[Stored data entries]
--- START ---
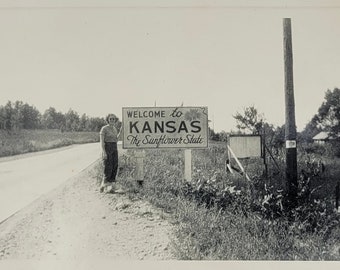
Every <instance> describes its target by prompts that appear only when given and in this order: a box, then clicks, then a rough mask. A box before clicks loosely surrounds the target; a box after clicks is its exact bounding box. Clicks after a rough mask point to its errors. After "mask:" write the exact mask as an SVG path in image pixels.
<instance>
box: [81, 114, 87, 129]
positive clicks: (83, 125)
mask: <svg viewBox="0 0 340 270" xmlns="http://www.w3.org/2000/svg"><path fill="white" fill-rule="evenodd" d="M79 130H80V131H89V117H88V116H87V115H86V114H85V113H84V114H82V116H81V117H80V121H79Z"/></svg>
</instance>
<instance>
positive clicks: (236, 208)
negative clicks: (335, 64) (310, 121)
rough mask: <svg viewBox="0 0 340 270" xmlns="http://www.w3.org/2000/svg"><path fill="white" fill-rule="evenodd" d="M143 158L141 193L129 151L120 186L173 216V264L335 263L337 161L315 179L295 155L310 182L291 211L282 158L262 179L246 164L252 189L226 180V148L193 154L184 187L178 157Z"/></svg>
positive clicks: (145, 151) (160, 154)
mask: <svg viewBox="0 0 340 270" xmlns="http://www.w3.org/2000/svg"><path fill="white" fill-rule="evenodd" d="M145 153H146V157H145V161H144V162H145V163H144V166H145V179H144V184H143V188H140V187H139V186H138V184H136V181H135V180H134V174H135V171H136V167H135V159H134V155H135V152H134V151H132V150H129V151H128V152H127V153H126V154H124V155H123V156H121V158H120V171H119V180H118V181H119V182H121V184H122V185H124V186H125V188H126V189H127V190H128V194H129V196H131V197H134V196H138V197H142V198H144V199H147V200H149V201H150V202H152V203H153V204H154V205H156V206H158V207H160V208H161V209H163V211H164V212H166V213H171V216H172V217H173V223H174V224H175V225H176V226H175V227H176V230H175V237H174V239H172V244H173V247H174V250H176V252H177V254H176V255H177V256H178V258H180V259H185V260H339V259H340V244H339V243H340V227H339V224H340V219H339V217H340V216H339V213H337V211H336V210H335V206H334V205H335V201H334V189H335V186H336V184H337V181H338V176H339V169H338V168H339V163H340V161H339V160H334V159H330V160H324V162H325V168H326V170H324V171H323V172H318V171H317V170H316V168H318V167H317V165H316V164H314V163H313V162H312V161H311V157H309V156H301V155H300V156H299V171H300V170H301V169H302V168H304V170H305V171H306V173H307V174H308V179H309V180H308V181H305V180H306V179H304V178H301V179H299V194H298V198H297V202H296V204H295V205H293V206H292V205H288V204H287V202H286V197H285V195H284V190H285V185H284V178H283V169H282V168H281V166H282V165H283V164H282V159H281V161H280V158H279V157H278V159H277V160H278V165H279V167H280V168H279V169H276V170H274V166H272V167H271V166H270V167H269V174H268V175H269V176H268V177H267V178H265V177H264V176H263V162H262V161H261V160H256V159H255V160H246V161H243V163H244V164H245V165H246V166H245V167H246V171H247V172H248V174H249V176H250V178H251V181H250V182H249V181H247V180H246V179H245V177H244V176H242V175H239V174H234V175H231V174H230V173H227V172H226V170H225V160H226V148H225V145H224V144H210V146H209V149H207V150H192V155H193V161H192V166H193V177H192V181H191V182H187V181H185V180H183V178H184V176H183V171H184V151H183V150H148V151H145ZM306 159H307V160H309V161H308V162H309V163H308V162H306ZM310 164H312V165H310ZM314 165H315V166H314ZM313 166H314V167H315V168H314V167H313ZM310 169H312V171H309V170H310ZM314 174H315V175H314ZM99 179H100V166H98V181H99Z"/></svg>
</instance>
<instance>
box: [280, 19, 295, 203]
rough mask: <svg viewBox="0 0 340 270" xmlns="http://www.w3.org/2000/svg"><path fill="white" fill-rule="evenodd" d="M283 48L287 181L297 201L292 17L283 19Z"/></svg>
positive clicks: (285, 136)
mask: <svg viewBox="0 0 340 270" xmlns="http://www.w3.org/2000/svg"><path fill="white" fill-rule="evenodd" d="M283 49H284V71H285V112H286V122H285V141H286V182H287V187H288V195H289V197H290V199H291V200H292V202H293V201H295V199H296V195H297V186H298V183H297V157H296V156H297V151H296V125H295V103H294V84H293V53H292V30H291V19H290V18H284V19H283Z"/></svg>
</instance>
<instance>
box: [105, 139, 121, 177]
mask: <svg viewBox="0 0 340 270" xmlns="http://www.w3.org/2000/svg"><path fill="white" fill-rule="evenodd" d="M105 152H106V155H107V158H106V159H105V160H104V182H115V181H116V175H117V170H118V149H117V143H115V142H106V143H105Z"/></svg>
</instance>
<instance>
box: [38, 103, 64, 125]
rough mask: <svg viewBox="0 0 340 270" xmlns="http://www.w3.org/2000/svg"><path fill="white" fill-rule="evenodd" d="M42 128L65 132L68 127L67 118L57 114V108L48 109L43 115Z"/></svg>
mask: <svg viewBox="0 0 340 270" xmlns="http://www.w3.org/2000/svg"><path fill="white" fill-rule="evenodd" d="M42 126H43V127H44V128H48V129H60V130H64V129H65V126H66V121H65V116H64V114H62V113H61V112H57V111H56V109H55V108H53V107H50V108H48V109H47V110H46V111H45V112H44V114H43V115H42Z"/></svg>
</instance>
--- END ---
What you have to do ::
Copy out every line of the items above that contains the string "clicks", treating uppercase and lowercase as different.

Output below ::
Every <instance> describes its target by prompts that appear only when given and in this order: a box, then clicks, then a rough mask. A box before clicks loosely surrounds the target; a box after clicks is its exact bounding box. Clicks after a rough mask point to its errors. After "mask:" write the exact mask as an SVG path in image pixels.
positive clicks: (83, 125)
positive clicks: (236, 208)
negative clicks: (335, 64) (310, 121)
positive clicks: (145, 151) (160, 154)
positive clicks: (285, 136)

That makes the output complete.